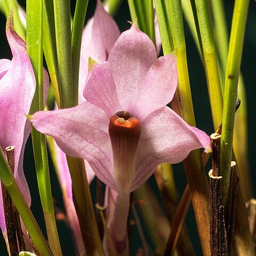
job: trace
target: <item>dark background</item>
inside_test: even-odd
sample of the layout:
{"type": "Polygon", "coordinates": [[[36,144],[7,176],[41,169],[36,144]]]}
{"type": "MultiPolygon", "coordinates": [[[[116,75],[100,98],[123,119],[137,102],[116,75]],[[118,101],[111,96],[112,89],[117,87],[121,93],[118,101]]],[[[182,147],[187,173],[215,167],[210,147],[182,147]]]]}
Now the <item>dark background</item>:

_Your objective:_
Please copy the items above again, replacing "dark background" with "black backdrop" and changing nothing else. Leave the pictures out.

_Correct output:_
job: trace
target: <item>black backdrop</item>
inside_test: even-odd
sample of the layout:
{"type": "Polygon", "coordinates": [[[36,144],[7,176],[41,169],[36,144]]]}
{"type": "MultiPolygon", "coordinates": [[[[116,75],[100,98],[123,119],[137,102],[116,75]],[[118,101],[111,96],[112,89],[117,87],[121,93],[118,101]]],[[[182,147],[187,173],[215,167],[210,147],[182,147]]]]}
Now the <item>black backdrop</item>:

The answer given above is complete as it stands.